--- Supplied material Enclosed Below ---

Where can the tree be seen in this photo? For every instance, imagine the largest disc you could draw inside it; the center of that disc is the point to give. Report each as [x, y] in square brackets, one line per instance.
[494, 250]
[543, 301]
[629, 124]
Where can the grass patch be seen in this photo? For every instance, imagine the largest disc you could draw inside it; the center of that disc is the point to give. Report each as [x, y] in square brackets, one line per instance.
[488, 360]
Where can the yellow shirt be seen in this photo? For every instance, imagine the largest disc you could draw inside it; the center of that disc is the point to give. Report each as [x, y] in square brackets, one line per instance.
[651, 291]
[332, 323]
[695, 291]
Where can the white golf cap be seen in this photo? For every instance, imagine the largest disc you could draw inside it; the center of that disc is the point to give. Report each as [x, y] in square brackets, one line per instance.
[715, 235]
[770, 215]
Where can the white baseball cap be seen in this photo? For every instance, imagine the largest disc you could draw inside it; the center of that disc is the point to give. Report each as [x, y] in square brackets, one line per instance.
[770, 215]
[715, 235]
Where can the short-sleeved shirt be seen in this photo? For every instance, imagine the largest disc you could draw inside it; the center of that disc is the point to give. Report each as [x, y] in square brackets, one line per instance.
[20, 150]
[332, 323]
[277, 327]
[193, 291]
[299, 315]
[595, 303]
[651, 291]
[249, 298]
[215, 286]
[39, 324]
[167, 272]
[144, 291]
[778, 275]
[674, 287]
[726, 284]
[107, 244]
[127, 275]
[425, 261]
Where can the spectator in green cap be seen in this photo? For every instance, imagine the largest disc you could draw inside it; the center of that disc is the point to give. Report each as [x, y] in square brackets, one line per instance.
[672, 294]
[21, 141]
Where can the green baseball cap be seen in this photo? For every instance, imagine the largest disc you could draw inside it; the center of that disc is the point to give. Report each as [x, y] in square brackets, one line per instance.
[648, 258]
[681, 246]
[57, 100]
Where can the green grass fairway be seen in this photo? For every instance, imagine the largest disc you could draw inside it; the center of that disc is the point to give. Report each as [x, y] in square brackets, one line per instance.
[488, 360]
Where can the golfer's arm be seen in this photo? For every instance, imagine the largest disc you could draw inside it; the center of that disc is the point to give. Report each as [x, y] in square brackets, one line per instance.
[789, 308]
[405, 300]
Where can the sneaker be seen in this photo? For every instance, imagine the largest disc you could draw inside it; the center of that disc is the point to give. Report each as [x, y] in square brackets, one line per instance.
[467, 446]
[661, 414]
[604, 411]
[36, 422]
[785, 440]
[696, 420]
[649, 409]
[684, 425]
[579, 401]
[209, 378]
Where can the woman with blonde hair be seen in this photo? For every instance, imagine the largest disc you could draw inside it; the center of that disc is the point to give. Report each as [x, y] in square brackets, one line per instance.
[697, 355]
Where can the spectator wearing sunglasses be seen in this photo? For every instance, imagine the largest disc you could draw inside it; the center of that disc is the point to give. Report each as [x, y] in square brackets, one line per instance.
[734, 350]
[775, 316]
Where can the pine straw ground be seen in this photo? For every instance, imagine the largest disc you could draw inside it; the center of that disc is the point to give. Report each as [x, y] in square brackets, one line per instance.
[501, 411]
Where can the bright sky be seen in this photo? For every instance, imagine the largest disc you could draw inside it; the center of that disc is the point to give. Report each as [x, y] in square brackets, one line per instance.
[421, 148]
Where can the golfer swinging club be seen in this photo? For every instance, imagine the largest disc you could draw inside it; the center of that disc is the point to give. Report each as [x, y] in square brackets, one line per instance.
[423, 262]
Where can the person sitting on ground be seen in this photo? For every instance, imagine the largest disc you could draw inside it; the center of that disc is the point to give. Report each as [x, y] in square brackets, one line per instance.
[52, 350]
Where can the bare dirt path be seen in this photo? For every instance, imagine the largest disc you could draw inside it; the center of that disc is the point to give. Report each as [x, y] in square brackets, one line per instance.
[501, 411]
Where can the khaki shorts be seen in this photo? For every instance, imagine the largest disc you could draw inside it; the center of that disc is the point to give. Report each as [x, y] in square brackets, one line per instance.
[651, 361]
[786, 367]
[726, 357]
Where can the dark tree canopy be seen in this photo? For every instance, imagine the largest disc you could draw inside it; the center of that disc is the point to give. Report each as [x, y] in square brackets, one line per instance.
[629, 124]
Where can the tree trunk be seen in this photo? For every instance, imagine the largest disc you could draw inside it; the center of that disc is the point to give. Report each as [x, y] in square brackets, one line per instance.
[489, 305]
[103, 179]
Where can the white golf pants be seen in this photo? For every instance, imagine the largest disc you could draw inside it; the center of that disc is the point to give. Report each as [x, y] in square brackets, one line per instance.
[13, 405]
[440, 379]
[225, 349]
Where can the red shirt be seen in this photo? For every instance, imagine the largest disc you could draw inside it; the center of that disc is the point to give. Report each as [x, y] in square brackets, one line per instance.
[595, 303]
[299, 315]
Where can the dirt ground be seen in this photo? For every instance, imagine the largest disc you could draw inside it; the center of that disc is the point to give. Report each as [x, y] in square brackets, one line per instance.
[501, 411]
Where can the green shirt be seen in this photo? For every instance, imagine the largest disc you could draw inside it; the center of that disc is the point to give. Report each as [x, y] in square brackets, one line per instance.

--- End of Enclosed Supplied material ---

_Task prompt_
Beginning with the first line, transcribe the complete listing exactly.

_Task response_
Where can the tree be seen in this photo? For every instance, imagine the largest disc you could draw inside it; the center of that disc is the point to give. Report each as [x, y] in square brackets, one line per instance.
[494, 250]
[543, 301]
[629, 124]
Where can the grass patch be seen in this photo? For every instance, imagine the largest disc you could draw inside it; the center of that disc is the point to give. Report each as [x, y] in square brackets, one line per instance.
[488, 360]
Where can the yellow shirt be seen in this photo? For every instance, imagine the largest disc you could draw inside it; the center of that disc is the point to give. Report each as [x, y] in square brackets, one line per instance.
[651, 291]
[332, 323]
[695, 291]
Where can the white golf cap be seen in this photo? For every instance, imagine the largest disc you could draw inside it; the center of that disc is the point to give. Report each as [x, y] in square brackets, one line per instance.
[715, 235]
[770, 215]
Where can the white baseball cap be seen in this photo? For every instance, imagine the largest disc you could draw inside it; the center of that disc is the point to give. Report each as [x, y] in square brackets, one line per instance.
[770, 215]
[715, 235]
Where can the short-sleeved shirt be seen in this photo? For every instance, imagine the largest disc you could draw inside it; the center of that disc is the point to give. Report each as [x, y] in square brackets, one line per instance.
[20, 150]
[332, 323]
[277, 327]
[193, 291]
[299, 315]
[595, 303]
[651, 291]
[249, 298]
[215, 286]
[39, 324]
[167, 272]
[144, 291]
[778, 275]
[674, 287]
[726, 284]
[107, 244]
[127, 275]
[425, 261]
Where can the spectator in green cap be seen in this photo? For every instance, imagine the largest disc you could draw inside it; the center of that disc is the point to give. Report each as [x, y] in square brackets, one line per instance.
[672, 294]
[21, 141]
Where can the green baseball cap be seen in this photo? For every instance, imagine the largest disc you could draw inside it; the center of that disc is the point to give. Report each as [x, y] in square brackets, one line per instance.
[648, 258]
[681, 246]
[57, 100]
Where can the green grass fairway be seen in this photo? For every instance, imagine the largest disc you could draw inside it; the center of that disc is the point to give. Report each as [x, y] in square brackets, one line per instance.
[488, 360]
Where can the golfer's arm be seen in this photo? For every instance, imagine the largest disc you could draw inside it; the center of that disc is the point to give. Report each as [x, y] in square brackets, one line per instance.
[789, 308]
[405, 300]
Where can the sneaker be seen in this photo? For every instance, imagine the largest disc you could draw inside it; the center of that disc is the point to give. Report each as [x, y] in square brackets, one line per instance.
[467, 446]
[661, 414]
[604, 411]
[36, 422]
[785, 440]
[696, 420]
[649, 409]
[684, 425]
[579, 401]
[209, 378]
Where can the woman with blonde hair be seen in this photo? For every instance, imagine the largest disc you could draw inside it; the center of that disc is the point to give. Report each as [x, y] in square brackets, one line per instance.
[697, 355]
Where can the spectator wearing sunglasses be seen in this photo? For every instance, imagine the largest disc you could draw inside it; the center of that disc is the point to give. Report each as [x, y] in square brackets, one line per instance.
[734, 350]
[775, 316]
Where can the pine straw ground be seen in this photo? For every instance, imagine the largest disc you could draw inside it; the center of that disc is the point to give. Report each as [x, y] in square brackets, one line per instance.
[501, 411]
Where can the bright sky be seen in this photo? For every instance, imagine the largest disc you could draw inside it; the center of that disc is the point to give. Report each as [x, y] in square brackets, one line per instance.
[421, 148]
Where can the golfer swinging club be seen in this photo? For every instance, imagine the largest disc you could draw inside it; the center of that disc is the point to give. Report each as [x, y] in square brackets, one line per instance.
[423, 262]
Where can the person sitting on ground be seen in this photo? For every instance, imagine the largest disc you could draw inside it; the center of that disc is the point to give. Report each as [x, y] in square brackets, one line per instance.
[52, 350]
Where can the bare dirt path be seen in this photo? For every instance, imagine the largest disc you could draw inside it; the center of that disc is the point to give. Report each as [x, y] in square brackets, one line per instance.
[501, 411]
Where can the khaki shorts be seen in this photo? For every instance, imagine the largest disc you could draw inside it; the center of that disc is the point to give. Report each as [x, y] in square brackets, one line per instance.
[651, 361]
[786, 367]
[726, 357]
Where can the dark tree canopy be seen in this photo? For every instance, imagine the largest disc you could draw inside it; the center of that disc is the point to give. Report each as [x, y] in square brackets, one line per instance.
[629, 124]
Where can the tree trunk be seen in this photo? For every instance, imagine the largest disc you could draw inside it; the center of that disc is the point to give. Report each as [x, y] in square brackets, one line per instance.
[489, 305]
[103, 179]
Where can the white golf pants be seen in this photo? For every instance, imagine the largest disc you could draw inside it; the center of that disc is the point to give. Report each as [x, y] in square brackets, one line per instance.
[13, 405]
[440, 379]
[225, 349]
Where can the red shirt be seen in this photo? For every instance, imagine the largest disc you could draw inside it; the center of that disc is the point to give. Report each as [x, y] in square brackets, one line per instance.
[595, 303]
[299, 315]
Where can the dirt ground be seen in this photo? For every instance, imagine the largest disc you could draw inside it; the center of that disc is the point to give. Report each as [x, y] in square brackets, one line per instance.
[501, 411]
Where can the green shirt be seen in this photo? For every instance, imagine the largest disc you could draw inside it; the center of that disc is the point to give. Report each as [x, y] in square brackets, one line per instance.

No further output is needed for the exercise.